• GIVEN DATA
-------------------------
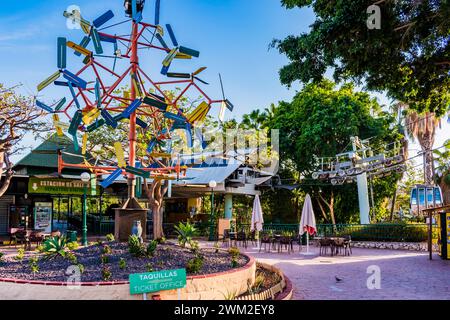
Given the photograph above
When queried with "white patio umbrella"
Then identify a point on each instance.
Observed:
(307, 222)
(257, 218)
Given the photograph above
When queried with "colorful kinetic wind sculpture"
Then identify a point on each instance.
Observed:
(93, 103)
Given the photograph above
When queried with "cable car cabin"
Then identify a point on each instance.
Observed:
(425, 197)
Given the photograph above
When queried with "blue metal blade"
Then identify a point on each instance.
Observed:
(74, 79)
(62, 53)
(172, 35)
(72, 91)
(157, 11)
(110, 121)
(131, 108)
(84, 43)
(44, 106)
(111, 178)
(108, 15)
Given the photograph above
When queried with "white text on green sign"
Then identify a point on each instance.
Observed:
(157, 281)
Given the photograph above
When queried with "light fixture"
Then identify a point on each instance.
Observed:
(85, 177)
(212, 184)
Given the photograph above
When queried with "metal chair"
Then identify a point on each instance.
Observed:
(242, 238)
(326, 243)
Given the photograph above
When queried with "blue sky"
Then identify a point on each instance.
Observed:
(233, 37)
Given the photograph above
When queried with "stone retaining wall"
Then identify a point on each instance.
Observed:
(410, 246)
(212, 287)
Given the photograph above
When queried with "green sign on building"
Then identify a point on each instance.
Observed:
(157, 281)
(59, 186)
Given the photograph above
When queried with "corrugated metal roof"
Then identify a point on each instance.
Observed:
(45, 155)
(206, 174)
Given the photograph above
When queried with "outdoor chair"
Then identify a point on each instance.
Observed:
(13, 235)
(339, 246)
(229, 237)
(285, 242)
(36, 237)
(23, 237)
(242, 238)
(266, 240)
(251, 237)
(56, 233)
(326, 244)
(348, 245)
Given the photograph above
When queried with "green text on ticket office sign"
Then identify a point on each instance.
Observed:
(157, 281)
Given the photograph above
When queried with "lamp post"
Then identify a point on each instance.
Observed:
(85, 178)
(212, 185)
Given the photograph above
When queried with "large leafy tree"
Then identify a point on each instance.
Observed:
(408, 57)
(319, 123)
(18, 116)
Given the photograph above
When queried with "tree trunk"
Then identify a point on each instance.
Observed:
(6, 180)
(155, 195)
(426, 143)
(394, 198)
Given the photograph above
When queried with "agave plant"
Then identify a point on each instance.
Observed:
(55, 246)
(186, 233)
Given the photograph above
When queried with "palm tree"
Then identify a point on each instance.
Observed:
(443, 170)
(423, 128)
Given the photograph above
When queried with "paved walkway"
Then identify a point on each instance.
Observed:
(404, 274)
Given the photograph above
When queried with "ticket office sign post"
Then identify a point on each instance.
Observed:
(143, 283)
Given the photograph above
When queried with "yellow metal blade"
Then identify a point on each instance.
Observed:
(84, 144)
(168, 60)
(89, 117)
(88, 165)
(160, 30)
(120, 155)
(58, 128)
(183, 56)
(200, 113)
(199, 71)
(78, 48)
(48, 81)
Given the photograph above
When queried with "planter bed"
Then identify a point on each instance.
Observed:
(167, 256)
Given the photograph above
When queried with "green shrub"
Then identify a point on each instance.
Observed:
(122, 264)
(106, 249)
(104, 258)
(194, 265)
(110, 237)
(234, 252)
(151, 248)
(161, 240)
(73, 245)
(186, 233)
(20, 254)
(195, 247)
(71, 257)
(401, 232)
(33, 263)
(135, 246)
(106, 274)
(55, 246)
(81, 267)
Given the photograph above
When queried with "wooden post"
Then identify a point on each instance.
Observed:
(430, 234)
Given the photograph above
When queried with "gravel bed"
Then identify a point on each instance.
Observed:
(167, 256)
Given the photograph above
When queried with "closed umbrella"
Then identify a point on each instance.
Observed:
(307, 222)
(257, 217)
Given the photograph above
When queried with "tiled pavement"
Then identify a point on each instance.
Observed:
(404, 274)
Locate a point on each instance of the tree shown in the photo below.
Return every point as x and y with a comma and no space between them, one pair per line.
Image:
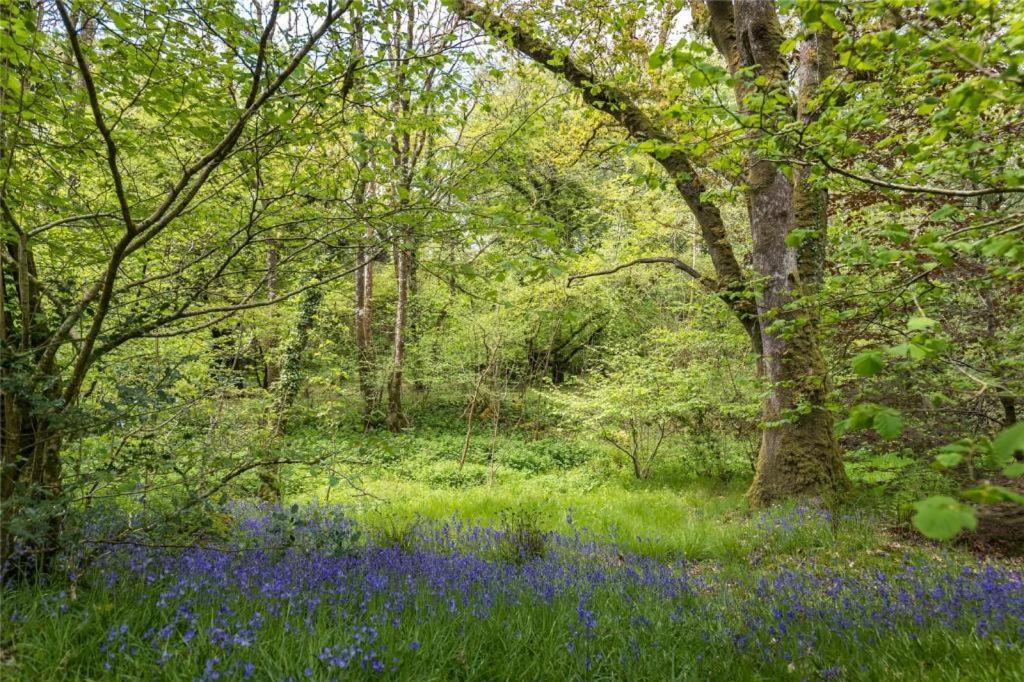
55,330
799,454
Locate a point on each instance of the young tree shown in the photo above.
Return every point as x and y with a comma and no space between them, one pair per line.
136,270
799,453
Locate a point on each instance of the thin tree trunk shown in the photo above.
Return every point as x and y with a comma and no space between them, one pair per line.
287,387
396,419
364,330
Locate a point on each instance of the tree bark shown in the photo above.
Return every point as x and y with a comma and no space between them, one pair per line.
287,387
364,330
396,419
799,455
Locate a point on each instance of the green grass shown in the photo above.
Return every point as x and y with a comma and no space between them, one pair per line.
674,515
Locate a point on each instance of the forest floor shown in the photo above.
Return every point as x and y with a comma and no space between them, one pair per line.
546,564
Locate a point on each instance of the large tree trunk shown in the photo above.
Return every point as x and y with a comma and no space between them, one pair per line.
799,454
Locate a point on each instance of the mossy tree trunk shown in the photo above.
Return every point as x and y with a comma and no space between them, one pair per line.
799,455
287,387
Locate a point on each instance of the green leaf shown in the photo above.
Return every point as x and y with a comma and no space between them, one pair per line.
921,323
1009,441
888,423
868,364
1014,470
993,495
942,517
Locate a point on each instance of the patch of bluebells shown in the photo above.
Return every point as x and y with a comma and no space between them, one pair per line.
377,602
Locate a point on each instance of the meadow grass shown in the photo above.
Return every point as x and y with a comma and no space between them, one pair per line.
562,571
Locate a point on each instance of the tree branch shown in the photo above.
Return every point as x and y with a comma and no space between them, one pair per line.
918,188
708,283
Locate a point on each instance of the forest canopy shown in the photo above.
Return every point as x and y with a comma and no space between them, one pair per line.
672,264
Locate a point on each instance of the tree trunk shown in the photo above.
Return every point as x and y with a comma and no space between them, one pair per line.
364,331
396,419
270,352
799,454
287,387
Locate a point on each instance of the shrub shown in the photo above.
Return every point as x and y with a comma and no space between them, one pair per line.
522,538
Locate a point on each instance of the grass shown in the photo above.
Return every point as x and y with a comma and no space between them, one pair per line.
672,578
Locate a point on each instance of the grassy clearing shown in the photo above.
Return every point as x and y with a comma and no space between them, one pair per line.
557,568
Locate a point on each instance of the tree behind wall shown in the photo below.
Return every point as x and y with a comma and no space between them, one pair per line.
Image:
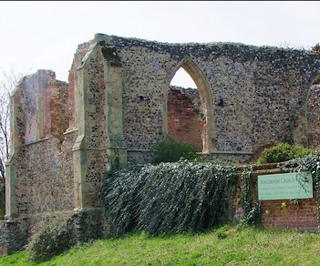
8,82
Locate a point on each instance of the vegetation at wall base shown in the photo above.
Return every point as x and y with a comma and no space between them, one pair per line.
283,152
171,150
252,210
168,198
310,163
226,245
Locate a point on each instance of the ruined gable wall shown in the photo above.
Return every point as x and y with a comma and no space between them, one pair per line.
257,91
43,162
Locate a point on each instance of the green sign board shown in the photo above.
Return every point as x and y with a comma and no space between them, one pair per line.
285,186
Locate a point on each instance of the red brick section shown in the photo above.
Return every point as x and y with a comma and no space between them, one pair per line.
278,213
184,123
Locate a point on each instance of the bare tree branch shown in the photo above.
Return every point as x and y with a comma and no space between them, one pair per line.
8,81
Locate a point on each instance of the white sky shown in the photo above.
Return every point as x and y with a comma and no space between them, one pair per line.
45,35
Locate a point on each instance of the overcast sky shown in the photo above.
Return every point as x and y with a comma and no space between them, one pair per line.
45,35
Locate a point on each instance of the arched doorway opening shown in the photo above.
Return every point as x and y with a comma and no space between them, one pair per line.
190,110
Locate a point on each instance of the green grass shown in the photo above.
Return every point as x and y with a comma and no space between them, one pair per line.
227,245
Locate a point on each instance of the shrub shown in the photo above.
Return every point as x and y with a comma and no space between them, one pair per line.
167,198
170,150
283,152
51,240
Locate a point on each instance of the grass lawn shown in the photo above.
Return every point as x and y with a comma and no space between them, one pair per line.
227,245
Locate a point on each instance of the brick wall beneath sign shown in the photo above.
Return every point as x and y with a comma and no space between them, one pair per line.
301,214
296,214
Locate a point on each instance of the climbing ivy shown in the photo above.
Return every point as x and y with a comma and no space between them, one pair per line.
168,197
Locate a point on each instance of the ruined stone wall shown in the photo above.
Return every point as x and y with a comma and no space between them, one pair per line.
313,117
41,165
257,91
45,177
185,118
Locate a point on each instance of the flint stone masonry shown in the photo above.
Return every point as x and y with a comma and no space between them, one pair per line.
117,105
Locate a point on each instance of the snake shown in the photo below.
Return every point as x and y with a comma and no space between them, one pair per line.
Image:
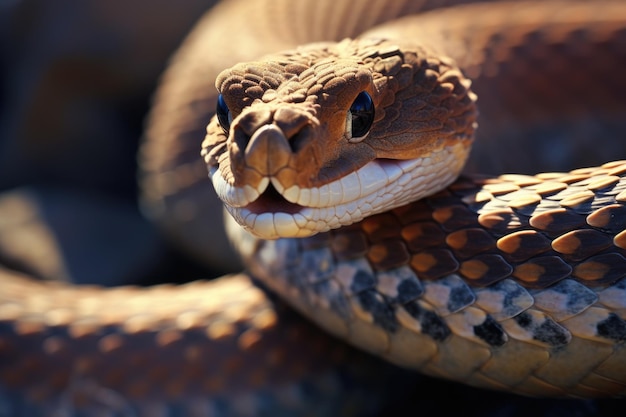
344,163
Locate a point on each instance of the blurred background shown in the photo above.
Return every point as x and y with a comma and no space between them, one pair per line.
76,81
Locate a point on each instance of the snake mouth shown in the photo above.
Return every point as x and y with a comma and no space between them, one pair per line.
271,201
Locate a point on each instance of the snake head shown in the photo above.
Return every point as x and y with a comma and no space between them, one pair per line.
323,136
-------------------------
• TASK STATEMENT
Starting with the line that contains "Locate a point on each instance of the snake mouth" and continuing through the end of the records, write those lines out again with "photo" swapped for "image" and nothing else changed. Give only those lines.

• COMPLETED EXERCISE
Locate a point on each instance of the snake mouth shown in the image above.
Return every point as x and y with a comma and no space between them, one pair per line.
271,201
Locate a point on each instance of the snake head shown in the image above.
Return every point as x and y with a comma and no space between them, one pair per line.
323,136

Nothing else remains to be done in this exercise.